What you will do
Copy each line of the data below with the word "floor".

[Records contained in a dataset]
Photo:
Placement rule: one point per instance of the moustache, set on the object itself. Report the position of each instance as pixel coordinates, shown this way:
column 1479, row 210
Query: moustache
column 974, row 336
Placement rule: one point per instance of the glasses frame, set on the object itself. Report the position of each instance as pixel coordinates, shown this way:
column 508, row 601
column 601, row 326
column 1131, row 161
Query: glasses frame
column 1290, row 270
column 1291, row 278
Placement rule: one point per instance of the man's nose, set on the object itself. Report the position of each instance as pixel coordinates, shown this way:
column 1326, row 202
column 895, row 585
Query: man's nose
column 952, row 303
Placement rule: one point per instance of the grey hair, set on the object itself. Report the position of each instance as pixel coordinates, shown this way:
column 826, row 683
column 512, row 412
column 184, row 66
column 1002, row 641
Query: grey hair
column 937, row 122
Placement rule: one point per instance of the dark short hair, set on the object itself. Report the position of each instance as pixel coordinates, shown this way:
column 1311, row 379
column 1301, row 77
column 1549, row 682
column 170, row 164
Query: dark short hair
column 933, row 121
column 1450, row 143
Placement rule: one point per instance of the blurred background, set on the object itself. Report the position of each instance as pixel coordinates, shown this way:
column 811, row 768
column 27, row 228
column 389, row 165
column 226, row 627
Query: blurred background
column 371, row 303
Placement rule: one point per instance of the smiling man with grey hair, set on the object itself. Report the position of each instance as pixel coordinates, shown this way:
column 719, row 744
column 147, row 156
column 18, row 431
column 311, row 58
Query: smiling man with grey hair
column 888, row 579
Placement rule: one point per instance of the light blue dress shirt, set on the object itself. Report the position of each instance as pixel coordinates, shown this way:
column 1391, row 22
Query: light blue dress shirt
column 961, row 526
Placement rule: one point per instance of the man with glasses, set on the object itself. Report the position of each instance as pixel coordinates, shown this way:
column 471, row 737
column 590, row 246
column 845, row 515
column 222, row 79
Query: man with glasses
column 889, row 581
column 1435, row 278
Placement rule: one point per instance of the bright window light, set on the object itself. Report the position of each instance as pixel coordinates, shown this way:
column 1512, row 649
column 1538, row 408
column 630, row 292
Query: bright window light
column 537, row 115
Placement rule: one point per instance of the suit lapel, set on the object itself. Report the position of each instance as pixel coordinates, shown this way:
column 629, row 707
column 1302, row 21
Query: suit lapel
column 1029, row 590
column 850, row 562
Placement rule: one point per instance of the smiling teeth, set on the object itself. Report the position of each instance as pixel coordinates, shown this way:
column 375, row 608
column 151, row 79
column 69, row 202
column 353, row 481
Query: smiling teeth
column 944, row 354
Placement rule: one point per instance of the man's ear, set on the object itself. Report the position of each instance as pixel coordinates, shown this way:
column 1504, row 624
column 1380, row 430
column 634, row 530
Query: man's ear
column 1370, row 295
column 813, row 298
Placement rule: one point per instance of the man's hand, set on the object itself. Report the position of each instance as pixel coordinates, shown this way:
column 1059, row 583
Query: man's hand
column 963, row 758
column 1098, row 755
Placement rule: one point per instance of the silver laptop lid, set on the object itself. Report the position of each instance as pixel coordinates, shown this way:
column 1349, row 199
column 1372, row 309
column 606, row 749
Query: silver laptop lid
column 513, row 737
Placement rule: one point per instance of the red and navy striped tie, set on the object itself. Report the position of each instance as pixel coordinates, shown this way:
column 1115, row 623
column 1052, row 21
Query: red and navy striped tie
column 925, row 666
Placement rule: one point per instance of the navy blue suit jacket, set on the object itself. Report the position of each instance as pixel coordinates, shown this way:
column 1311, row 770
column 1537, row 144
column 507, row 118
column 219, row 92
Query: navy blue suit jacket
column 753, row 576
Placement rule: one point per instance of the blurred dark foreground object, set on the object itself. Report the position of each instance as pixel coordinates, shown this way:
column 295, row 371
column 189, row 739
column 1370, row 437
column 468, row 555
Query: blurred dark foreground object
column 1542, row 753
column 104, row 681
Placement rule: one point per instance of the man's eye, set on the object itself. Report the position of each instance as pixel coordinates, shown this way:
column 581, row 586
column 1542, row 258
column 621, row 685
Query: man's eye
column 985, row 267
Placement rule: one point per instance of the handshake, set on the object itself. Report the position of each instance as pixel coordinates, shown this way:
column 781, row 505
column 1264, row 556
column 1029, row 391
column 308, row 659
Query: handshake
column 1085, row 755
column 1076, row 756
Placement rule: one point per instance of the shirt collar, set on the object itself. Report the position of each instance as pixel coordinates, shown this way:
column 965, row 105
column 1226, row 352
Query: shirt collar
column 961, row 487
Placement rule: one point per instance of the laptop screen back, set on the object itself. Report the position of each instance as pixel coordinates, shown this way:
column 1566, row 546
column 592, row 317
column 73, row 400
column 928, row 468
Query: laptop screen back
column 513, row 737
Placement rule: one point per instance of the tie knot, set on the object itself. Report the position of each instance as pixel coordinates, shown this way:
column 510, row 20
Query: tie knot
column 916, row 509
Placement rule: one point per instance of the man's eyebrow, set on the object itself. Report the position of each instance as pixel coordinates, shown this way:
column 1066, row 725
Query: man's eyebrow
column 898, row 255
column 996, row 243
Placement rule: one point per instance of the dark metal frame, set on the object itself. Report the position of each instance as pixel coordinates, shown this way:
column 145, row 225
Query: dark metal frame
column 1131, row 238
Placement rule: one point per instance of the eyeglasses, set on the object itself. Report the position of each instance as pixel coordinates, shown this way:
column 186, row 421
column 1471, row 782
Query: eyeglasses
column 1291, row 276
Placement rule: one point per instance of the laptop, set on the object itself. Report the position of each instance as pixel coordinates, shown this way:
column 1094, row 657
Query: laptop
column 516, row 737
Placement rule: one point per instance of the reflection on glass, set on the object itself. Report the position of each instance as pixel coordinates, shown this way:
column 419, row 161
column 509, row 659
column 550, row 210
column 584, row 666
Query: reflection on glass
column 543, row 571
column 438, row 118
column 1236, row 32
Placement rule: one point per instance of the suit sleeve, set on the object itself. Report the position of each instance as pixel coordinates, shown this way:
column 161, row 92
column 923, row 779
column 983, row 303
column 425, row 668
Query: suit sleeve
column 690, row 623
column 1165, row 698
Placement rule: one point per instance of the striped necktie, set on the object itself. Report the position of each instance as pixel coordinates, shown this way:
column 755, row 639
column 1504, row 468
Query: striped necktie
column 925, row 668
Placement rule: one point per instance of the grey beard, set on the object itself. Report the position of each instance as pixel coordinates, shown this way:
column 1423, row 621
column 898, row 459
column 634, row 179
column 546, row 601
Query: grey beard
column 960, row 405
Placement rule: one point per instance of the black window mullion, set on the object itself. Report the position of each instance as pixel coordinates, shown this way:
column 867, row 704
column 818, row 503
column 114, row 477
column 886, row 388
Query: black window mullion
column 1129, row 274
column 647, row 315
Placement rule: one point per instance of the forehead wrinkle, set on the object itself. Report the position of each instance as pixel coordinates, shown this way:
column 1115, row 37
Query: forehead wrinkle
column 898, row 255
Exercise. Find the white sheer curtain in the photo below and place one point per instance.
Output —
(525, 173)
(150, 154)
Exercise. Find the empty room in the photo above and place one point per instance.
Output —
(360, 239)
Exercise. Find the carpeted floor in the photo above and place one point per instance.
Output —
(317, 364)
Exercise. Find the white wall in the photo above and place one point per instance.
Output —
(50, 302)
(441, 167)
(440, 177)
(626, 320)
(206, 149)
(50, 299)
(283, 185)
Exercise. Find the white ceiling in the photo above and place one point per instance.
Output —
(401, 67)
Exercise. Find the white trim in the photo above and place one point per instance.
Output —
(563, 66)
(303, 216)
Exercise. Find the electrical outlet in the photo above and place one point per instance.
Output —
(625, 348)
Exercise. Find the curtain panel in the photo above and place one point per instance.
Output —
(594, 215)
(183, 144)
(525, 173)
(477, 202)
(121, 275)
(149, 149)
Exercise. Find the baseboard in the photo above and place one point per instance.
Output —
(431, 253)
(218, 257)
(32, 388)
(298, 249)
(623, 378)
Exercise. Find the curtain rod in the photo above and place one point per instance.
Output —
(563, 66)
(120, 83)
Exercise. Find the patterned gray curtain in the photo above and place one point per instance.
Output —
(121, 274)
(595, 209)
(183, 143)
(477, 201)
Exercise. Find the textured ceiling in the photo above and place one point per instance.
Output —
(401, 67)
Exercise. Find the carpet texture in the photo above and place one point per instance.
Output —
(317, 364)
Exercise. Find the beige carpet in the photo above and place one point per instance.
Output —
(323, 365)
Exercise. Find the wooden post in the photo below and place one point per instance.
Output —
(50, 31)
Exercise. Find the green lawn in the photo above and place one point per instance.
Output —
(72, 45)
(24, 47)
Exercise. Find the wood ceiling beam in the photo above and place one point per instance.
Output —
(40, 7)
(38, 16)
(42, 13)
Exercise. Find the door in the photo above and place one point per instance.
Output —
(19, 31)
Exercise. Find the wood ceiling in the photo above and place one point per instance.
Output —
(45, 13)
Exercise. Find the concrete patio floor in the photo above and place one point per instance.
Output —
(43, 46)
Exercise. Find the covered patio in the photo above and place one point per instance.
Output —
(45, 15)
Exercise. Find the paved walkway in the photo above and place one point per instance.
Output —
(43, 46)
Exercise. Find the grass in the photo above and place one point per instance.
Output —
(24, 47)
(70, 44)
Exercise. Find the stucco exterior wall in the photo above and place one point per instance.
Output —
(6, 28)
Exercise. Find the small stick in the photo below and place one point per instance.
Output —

Response
Exercise. Find the carpeted floor in the photo above and place one point per instance.
Exercise. Find the concrete patio floor in the photo above and place one point per instance.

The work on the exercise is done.